● **Selected text**
-- Opening Marker --
Smit-McPhee says he and his father, who also teaches acting in LA and with whom he is very close, made peace with their differences long ago, but he drew on that feeling of being an outsider and the pressure to conform for The Power of the Dog and his portrayal of Peter, an effeminate but deceptively-steely aspiring doctor who finds himself living on a remote ranch when his widowed mother (Kirsten Dunst) remarries with a cattle baron (Dunst’s actual husband Jesse Plemons).
In the mesmerising Western-drama, Peter is teased and tormented by Benedict Cumberbatch’s conflicted cowboy Phil but never buckles, confident in his sense of self.
“I saw parallels with Peter in myself,” he says. “In terms of how he carries himself, he might have different interests to the general population and growing up that can be kind of hard since you don’t really fit into a box.
-- Closing Marker --
Point-per-instance localization data
-- Opening Marker --
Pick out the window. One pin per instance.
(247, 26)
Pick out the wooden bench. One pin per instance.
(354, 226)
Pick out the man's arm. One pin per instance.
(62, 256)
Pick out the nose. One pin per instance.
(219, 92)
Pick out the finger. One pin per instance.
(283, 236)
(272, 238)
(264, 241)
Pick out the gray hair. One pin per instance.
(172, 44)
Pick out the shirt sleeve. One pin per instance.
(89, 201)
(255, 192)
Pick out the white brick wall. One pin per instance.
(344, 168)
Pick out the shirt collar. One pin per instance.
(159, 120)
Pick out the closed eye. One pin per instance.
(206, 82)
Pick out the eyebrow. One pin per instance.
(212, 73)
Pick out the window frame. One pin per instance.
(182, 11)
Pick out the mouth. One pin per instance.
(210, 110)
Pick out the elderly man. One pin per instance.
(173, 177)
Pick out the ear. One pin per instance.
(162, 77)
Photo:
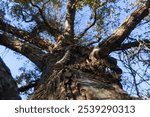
-- Closing Marker --
● **Assigned task**
In the text about Smit-McPhee and The Power of the Dog, who plays Peter's widowed mother? You won't need the entries for this.

● **Exercise answer**
Kirsten Dunst.